**** Data in this exercise ****
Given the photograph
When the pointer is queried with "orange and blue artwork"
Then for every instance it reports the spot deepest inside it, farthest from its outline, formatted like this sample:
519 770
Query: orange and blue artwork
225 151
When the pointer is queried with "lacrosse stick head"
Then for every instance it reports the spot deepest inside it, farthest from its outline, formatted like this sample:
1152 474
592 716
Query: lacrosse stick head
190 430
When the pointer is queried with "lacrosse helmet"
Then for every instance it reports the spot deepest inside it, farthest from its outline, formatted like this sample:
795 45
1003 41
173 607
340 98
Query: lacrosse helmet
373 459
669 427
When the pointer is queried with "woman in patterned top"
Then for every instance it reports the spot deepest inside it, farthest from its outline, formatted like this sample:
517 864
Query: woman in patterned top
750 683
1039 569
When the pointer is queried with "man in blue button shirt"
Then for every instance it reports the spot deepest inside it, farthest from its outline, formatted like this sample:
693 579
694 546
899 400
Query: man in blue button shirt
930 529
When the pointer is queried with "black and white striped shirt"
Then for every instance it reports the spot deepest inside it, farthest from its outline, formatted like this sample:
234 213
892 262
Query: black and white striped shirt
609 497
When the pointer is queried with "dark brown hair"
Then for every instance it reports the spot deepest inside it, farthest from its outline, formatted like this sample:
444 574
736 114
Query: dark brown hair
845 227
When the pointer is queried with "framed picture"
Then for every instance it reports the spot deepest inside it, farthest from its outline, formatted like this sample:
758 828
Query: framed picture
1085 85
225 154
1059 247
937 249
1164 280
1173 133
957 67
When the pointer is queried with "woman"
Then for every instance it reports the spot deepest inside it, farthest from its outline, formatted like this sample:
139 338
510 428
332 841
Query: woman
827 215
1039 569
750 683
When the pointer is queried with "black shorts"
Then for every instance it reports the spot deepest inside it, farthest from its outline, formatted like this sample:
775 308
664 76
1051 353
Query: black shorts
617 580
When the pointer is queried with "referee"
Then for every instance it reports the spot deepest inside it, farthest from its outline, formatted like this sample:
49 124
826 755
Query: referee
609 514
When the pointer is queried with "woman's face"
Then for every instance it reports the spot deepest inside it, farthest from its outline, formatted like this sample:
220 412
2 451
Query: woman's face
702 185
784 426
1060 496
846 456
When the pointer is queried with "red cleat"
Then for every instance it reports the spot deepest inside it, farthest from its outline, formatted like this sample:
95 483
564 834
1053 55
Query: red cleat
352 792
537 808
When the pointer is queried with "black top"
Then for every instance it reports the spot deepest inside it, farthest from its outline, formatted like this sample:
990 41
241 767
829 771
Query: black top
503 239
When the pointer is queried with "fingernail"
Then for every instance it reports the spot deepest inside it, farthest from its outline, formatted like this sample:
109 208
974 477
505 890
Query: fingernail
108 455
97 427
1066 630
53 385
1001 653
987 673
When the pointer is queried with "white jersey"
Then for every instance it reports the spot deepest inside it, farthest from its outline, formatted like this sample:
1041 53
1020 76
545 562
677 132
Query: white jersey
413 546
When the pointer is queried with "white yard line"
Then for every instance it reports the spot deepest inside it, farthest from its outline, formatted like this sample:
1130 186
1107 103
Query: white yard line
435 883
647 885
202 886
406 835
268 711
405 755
****
§ Work to complete
All of the entries above are to be written out again exactly.

§ Task output
Given the photograph
When the pointer is queried with "orange and blue artwork"
Then for every instance it reports the spot deepest inside it, farthest from its outline, formatted like this sample:
519 770
Query: orange and blue artwork
225 151
When the pointer is queried with "lacrosse stick head"
Then for every instance it reports the spot deepest inside it, farthest from its outline, formatted like this sample:
1152 474
592 716
Query: lacrosse stick head
190 430
When the pointer is queried with "lacrosse helmet"
Then for every instance it reports the spot deepest inside it, farthest from its outline, formatted like this sample:
795 45
1003 41
173 607
340 98
Query: lacrosse helmet
373 459
669 427
When the pointer is queried with "woman in patterned top"
Then for every instance it reports the spot deepest inside it, farthest from its outline, formatted like this sample:
517 864
Query: woman in patterned top
750 683
1039 569
When the pointer is queried with "man in blue button shirt"
Then for every instance it reports the spot deepest inside it, farthest from its outline, formatted like this sample:
693 579
694 546
899 400
Query: man in blue button shirt
930 529
When the pointer is queried with "black and white striped shirt"
Then for every instance it reports the spot deepest inside it, farthest from its outline, formatted like this sample:
234 213
892 262
Query: black and white striped shirt
609 497
When the pointer is queried with "dark brown hair"
Then for every instance it reports the spot deepest inside it, farthest from its outline, formatted like this sample:
444 574
736 114
Query: dark brown hair
845 227
When the pointer is queried with "framed picture"
Then for every instance it reports the spot deepest inside it, farthest from its outline, formatted like this sample:
758 828
Query: framed picture
1085 85
225 154
1059 247
937 249
1164 280
1173 133
957 67
When the pointer is queried with "woman"
Then for every instance it reports the spot deepest inside it, farthest from its outline, formatted like this sample:
139 338
510 428
332 841
Query: woman
827 215
1039 569
750 683
When the pointer is queried with "black shorts"
Then for every instance it reports the spot deepest inside it, farthest from its outline, formatted like this sample:
775 308
664 76
1051 353
Query: black shorts
617 580
When the pointer is queried with "referee"
Then for every instance it reports the spot deepest inside it, farthest from its outline, formatted like this sample:
49 124
826 755
Query: referee
609 514
When the pointer is queried with "woman's face"
Then for every instance it reports the spot deepest inside it, farthest from its outline, formatted like this sample:
220 412
2 451
Query: woman's face
702 185
784 426
1060 496
846 456
When the pointer is queried with "red cleat"
Then for every instance it reports the spot deepest inside it, farthest from its outline, formatted like this sample:
95 483
564 834
1053 55
Query: red cleat
352 792
537 808
When the pointer is queried with "black top"
Then for every instance it reports the spot deepest inside it, farthest from its outline, formatted like this sample:
990 41
241 767
829 771
Query: black top
503 239
When the pointer is queried with "fingernail"
Then for every instance it reports the spot deepest inside it, farthest from its outline, formatted like this sample:
109 208
974 477
505 890
Query: fingernail
108 455
97 427
1066 630
53 385
1001 653
987 673
When the pointer is queried with "white jersey"
Then for every instance it reports the spot deepest inside it, farthest from its outline, formatted like this sample:
1041 53
1020 76
545 562
677 132
Query: white jersey
413 546
When the pointer is queried with "white yard line"
Then for every instance it reports the spot deepest inside it, farthest from its outline, formatted like this sample:
1130 186
1107 103
Query: white yard line
435 883
647 885
202 886
406 835
268 711
405 755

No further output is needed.